Tasks to carry out
A: According to the pandemic-year passage, how much of a 4-year-old child's life has one year been?
B: Print the pandemic-year passage from "We have all lost" to "in confident stride.".

Page excerpt
We have all lost something during the past pandemic year, and however much of it we are able to recover, things will never be quite the same again for any of us, Some of us have lost our jobs, some of our marriages, our homes, and our businesses, and all those important things in life which offer us stability. Sadly, some of us have lost someone we love and have been unable to be with them and comfort them as they died. Then, to add hurt to injury, bereaved people have been unable to provide a proper send-off for their loved ones on their funeral days. There have been so much that we have missed out on, so many important things in our lives that we have taken for granted for so long; things that none of us shall ever take for granted again when these dark clouds have passed over, as they shall. From all our loss, the loss of hope impairs us walking into the future in confident stride.
However old any adult is, at best, this past year had been a washout and a write-off. It has seemed to be a wasted year. Never forget that what has been one year for you has been no less than one-quarter of your 4-year-old child’s life. The past year of 2020 will only have been a total ‘wash out’ and a completely wasted year if we do not learn anything from it, and the experiences we have each endured in different measure are forgotten and have been to no avail!
So even though we have all thought over the past twelve months that ‘the sun ain’t gonna shine anymore’, please believe me when I forecast with certainty that it will! God willing, that four-year-old boy who recently passed my house window, shall see sunshine again. He shall see the daffodils of spring in the hedgerows of the country lanes pop their heads up through the long grass, and he will watch the new-born lambs run and prance around the green fields. He shall swing back and forth in the park playground, kick a ball around the garden, stroke the scaly skin of a captured frog, and splash in puddles, make sandcastles on the beach, kick the piles of autumn leaves on the woodland floor, throw snowballs and make a snowman, and be pulled along on a sledge by dad. The seasons of the coming year may still be stretched a bit farther over the next twelve months, but he can bank on Christmas, 2021. That Christmas experience will probably be the best Christmas ever in the life of a five-year-old child.

(Lines excerpted from a collection)
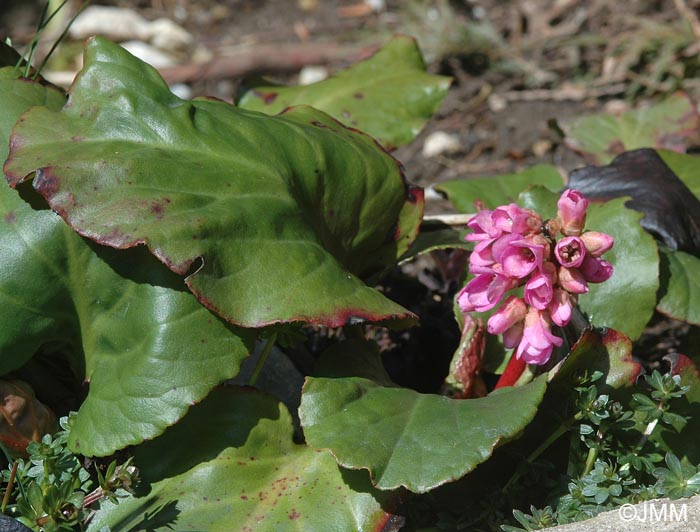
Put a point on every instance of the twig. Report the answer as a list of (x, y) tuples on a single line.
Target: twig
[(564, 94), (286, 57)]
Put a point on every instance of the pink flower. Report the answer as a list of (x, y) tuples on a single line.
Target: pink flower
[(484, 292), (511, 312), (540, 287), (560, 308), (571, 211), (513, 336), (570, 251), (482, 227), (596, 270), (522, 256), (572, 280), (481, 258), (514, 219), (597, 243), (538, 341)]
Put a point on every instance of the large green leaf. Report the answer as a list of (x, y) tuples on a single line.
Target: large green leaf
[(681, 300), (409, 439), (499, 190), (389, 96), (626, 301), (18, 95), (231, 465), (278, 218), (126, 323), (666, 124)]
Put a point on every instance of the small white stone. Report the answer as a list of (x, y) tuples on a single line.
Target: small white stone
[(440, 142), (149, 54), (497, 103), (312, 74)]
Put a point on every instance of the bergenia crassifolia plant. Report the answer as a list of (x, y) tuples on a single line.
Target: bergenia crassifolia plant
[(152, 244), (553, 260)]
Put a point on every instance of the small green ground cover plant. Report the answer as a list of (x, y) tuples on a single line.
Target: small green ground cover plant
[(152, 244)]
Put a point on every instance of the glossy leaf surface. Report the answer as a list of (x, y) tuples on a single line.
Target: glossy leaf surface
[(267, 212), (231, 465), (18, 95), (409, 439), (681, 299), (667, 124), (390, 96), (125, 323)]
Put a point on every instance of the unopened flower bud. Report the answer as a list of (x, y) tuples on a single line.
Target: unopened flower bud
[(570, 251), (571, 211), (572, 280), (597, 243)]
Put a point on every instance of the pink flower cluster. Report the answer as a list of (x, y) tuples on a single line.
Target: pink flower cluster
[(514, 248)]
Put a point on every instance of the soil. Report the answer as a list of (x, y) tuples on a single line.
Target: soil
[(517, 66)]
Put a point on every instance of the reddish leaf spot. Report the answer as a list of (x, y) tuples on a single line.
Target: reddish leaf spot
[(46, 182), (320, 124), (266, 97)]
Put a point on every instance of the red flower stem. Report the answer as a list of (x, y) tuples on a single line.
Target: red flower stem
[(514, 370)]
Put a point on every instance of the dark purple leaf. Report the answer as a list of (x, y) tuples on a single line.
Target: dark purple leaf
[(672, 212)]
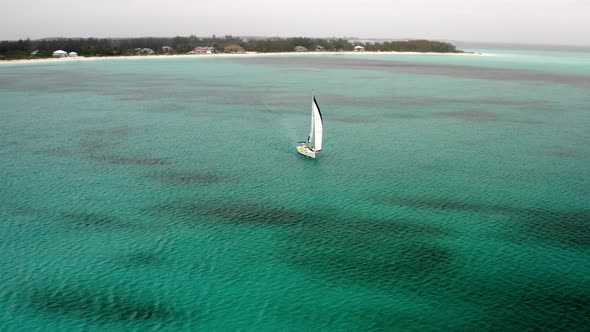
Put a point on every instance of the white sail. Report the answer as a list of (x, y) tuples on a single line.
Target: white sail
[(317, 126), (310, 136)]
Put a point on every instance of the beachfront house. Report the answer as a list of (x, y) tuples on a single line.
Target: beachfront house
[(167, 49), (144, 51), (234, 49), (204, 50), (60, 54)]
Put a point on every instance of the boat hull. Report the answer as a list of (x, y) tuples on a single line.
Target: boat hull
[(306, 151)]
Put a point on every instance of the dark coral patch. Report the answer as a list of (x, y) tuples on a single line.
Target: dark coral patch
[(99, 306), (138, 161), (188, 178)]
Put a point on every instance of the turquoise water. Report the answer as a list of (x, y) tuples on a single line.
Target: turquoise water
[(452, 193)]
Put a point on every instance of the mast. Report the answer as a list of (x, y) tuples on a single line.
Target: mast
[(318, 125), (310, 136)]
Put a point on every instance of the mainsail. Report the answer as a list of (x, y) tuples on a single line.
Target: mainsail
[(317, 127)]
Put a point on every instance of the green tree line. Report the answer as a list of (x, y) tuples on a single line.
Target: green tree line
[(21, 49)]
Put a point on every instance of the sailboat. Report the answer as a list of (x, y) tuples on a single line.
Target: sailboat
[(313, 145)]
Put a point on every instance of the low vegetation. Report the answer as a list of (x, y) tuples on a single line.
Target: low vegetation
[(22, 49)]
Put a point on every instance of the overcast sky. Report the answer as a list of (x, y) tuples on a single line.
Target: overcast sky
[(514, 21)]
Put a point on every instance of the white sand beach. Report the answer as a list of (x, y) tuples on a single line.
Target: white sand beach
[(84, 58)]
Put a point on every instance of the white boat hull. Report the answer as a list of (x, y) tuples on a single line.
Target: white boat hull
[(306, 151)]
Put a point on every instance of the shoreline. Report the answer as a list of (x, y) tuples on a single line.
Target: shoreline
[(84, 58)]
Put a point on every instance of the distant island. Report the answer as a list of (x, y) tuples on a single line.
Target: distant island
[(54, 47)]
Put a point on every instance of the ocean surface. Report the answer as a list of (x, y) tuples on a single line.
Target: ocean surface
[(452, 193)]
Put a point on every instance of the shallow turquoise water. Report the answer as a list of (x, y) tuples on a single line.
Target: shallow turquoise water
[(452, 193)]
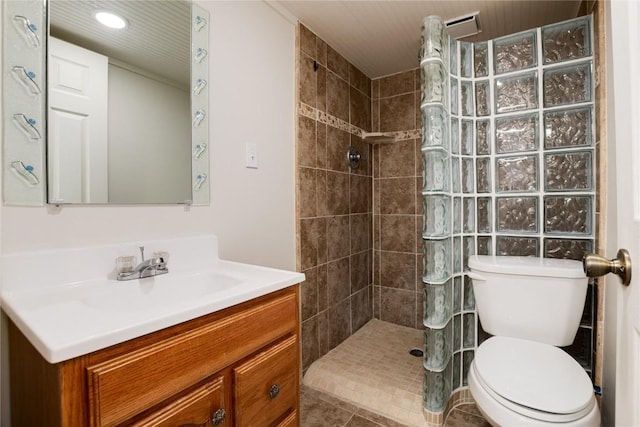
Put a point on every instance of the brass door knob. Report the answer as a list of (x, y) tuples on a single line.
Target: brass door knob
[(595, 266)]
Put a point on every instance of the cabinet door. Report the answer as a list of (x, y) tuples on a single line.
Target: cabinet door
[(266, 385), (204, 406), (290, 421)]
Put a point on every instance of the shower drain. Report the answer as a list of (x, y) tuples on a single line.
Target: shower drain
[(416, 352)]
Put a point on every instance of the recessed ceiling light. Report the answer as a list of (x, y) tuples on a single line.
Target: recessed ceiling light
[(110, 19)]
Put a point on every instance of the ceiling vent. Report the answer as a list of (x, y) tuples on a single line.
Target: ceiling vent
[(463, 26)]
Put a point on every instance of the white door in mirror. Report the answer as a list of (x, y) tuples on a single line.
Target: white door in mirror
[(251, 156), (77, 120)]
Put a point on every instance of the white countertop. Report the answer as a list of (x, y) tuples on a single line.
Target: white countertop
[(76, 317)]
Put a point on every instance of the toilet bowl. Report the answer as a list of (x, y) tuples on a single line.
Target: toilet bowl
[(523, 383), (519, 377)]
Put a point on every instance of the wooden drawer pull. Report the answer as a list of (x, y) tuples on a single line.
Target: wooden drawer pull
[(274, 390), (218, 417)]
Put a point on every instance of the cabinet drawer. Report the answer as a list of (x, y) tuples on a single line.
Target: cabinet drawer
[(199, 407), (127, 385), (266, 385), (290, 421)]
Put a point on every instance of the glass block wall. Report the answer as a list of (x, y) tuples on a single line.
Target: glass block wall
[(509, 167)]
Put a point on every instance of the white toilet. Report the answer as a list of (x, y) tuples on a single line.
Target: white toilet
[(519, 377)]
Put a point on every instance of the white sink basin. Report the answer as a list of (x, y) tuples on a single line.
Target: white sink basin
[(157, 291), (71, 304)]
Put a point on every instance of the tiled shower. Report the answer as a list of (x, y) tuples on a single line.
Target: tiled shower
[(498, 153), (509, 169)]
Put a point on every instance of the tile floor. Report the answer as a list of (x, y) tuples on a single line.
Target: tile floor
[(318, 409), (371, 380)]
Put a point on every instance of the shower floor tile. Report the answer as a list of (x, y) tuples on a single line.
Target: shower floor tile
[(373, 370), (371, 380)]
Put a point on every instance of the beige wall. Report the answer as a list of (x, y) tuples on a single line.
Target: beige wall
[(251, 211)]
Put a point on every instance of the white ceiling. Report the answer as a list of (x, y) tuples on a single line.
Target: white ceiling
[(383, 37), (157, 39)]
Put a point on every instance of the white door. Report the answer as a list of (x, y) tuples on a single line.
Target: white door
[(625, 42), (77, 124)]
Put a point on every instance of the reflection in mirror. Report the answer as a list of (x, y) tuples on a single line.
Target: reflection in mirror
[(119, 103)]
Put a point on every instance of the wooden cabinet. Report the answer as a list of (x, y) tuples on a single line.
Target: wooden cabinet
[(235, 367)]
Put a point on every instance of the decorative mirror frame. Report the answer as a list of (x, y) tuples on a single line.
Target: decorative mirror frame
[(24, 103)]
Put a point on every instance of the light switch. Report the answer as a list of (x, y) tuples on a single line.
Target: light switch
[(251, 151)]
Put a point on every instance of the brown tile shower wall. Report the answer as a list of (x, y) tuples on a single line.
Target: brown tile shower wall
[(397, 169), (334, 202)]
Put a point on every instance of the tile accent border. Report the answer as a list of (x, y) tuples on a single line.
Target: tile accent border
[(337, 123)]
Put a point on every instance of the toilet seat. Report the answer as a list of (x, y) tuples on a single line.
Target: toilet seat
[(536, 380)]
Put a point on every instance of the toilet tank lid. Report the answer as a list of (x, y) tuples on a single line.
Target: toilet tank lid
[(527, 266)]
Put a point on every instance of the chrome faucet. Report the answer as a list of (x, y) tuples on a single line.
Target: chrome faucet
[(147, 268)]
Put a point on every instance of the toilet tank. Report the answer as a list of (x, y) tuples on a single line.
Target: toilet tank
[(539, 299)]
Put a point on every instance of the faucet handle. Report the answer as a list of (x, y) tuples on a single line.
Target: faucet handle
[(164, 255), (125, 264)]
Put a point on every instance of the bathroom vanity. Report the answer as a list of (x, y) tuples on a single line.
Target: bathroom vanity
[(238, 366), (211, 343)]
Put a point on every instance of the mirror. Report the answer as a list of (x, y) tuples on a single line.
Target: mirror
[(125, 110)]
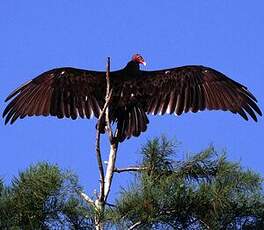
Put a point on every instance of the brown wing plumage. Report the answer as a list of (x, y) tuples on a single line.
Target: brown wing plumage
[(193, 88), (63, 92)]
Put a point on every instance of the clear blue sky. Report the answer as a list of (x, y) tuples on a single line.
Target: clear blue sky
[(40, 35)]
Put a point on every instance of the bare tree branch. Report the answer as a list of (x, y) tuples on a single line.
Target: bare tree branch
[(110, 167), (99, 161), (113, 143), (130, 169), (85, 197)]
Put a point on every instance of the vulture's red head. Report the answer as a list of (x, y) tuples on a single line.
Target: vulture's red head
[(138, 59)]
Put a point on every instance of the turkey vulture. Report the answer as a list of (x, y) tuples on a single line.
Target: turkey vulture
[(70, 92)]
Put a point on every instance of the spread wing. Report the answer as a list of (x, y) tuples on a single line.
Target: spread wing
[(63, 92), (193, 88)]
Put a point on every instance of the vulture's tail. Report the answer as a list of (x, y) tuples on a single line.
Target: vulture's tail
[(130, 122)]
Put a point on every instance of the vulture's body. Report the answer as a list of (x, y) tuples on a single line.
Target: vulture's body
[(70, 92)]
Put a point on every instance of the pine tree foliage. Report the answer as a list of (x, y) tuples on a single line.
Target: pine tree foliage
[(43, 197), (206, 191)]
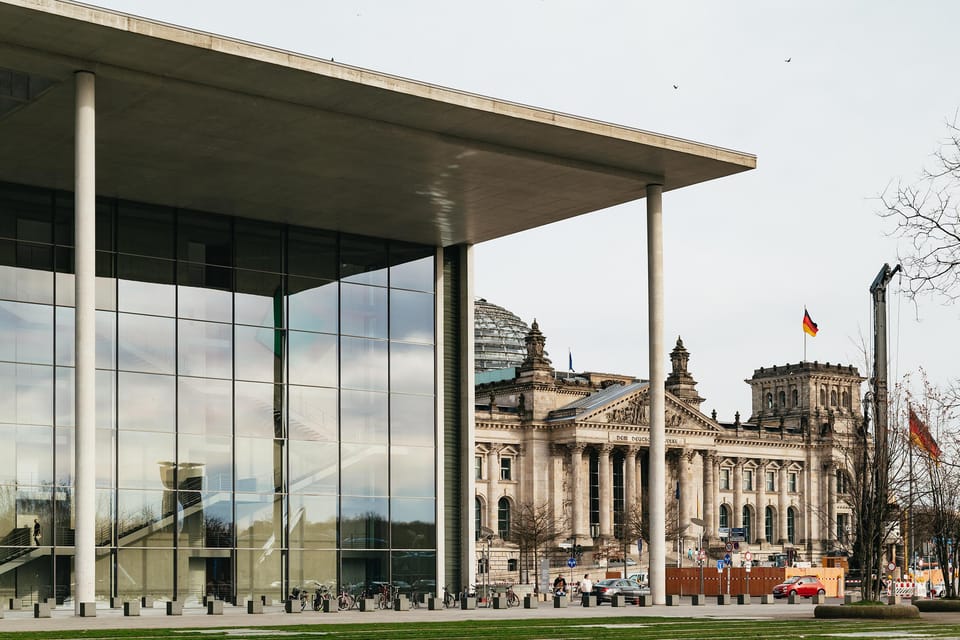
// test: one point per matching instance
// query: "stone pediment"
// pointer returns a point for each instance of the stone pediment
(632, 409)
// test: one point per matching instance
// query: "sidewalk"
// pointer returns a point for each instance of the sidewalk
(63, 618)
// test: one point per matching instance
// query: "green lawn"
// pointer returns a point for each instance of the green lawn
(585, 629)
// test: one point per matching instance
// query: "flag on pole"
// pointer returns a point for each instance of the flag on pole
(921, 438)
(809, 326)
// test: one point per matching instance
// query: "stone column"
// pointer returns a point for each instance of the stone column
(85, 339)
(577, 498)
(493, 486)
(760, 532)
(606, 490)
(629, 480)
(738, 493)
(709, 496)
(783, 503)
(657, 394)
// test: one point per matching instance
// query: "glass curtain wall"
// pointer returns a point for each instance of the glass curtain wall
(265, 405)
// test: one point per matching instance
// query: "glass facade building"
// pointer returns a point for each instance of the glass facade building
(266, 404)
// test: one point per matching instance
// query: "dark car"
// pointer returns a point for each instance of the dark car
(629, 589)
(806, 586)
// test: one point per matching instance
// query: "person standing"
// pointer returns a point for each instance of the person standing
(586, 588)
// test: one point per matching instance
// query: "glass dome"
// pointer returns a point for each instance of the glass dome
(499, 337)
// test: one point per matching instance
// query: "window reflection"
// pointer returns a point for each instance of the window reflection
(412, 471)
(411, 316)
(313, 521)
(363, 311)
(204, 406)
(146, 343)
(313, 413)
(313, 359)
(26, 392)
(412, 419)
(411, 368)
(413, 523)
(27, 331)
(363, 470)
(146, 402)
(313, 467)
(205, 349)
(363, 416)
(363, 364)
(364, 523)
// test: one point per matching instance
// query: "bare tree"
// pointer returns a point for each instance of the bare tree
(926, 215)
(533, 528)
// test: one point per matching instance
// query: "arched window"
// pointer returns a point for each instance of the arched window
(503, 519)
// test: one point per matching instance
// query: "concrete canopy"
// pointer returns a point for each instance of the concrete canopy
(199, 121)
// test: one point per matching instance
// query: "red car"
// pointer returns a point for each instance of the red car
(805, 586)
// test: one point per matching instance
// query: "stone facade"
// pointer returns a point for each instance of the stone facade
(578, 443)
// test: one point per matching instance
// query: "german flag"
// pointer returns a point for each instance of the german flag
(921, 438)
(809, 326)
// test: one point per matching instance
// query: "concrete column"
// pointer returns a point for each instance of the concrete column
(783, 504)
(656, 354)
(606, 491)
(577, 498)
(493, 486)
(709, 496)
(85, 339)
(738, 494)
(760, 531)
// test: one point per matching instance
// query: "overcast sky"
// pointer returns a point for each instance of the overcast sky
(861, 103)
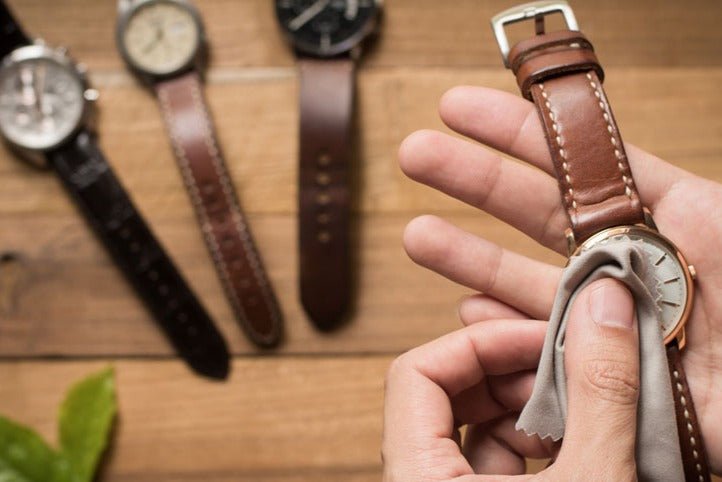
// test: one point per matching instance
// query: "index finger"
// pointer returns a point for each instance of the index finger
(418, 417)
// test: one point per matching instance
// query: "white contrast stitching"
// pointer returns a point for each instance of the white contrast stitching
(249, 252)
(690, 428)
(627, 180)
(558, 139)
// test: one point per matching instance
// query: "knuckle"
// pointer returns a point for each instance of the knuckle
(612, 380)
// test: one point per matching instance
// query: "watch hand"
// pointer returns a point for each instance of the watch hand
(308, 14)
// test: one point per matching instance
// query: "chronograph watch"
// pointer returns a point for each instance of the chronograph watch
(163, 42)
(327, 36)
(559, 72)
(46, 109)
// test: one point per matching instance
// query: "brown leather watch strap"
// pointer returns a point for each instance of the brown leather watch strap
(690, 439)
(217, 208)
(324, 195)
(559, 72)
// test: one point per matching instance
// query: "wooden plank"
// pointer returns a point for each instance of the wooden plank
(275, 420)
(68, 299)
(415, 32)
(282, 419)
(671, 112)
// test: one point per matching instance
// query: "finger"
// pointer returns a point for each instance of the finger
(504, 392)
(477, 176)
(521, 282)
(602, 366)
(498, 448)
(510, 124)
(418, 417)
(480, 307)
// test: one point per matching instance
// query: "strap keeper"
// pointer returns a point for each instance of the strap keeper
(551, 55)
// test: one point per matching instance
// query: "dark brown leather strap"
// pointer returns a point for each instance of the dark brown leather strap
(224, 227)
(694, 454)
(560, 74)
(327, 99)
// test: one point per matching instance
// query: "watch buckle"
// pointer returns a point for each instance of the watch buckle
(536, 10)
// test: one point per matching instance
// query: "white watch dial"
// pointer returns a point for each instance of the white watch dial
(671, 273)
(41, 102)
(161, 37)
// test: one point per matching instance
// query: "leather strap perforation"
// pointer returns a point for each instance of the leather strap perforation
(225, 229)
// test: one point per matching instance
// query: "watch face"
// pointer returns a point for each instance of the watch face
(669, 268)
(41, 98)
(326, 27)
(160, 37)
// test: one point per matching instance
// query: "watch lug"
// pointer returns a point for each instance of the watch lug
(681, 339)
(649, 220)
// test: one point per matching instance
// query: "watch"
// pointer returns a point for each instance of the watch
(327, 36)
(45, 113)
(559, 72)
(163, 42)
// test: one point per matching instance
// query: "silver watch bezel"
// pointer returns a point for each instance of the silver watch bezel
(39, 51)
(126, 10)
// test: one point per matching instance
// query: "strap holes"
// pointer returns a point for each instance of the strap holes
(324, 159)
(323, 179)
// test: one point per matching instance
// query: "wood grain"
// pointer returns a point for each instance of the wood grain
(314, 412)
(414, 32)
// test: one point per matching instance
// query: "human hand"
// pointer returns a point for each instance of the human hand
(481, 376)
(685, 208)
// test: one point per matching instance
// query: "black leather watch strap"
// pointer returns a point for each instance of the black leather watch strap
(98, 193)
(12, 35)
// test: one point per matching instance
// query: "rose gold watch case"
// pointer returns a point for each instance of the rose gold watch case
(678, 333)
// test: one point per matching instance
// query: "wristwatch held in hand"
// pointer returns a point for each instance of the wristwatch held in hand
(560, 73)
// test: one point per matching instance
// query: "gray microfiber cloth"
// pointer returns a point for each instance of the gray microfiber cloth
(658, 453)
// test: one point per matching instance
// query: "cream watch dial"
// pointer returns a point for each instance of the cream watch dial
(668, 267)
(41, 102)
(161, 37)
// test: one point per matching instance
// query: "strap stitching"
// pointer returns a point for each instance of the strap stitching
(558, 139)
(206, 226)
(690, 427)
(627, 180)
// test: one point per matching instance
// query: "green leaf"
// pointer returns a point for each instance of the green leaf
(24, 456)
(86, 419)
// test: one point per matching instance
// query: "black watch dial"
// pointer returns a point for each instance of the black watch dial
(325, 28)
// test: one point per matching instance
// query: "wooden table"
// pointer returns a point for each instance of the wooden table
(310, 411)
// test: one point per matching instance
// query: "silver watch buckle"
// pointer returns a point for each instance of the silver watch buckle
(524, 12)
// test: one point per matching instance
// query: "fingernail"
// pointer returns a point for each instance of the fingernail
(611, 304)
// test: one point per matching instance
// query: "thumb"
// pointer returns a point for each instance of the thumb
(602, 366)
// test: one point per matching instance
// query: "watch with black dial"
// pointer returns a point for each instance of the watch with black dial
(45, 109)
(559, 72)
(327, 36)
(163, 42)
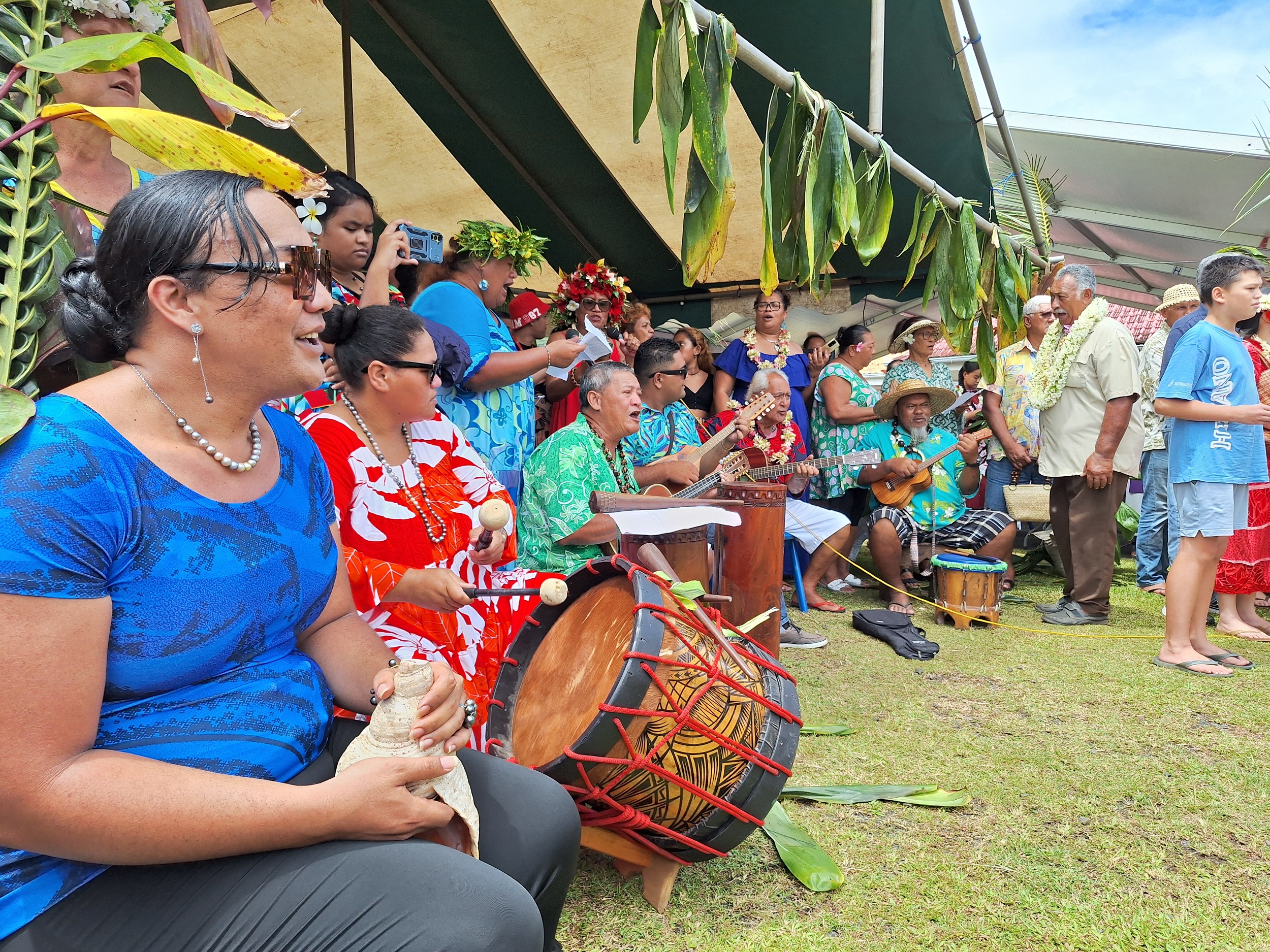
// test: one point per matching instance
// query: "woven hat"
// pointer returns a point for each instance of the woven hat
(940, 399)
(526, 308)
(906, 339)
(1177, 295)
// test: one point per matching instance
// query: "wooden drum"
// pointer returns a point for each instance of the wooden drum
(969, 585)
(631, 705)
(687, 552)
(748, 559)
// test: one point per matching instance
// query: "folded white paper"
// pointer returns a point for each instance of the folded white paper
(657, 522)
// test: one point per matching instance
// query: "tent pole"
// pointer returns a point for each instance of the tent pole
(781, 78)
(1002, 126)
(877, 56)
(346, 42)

List of answers
A: No less than one-quarter of it.

B:
We have all lost something during the past pandemic year, and however much of it we are able to recover, things will never be quite the same again for any of us, Some of us have lost our jobs, some of our marriages, our homes, and our businesses, and all those important things in life which offer us stability. Sadly, some of us have lost someone we love and have been unable to be with them and comfort them as they died. Then, to add hurt to injury, bereaved people have been unable to provide a proper send-off for their loved ones on their funeral days. There have been so much that we have missed out on, so many important things in our lives that we have taken for granted for so long; things that none of us shall ever take for granted again when these dark clouds have passed over, as they shall. From all our loss, the loss of hope impairs us walking into the future in confident stride.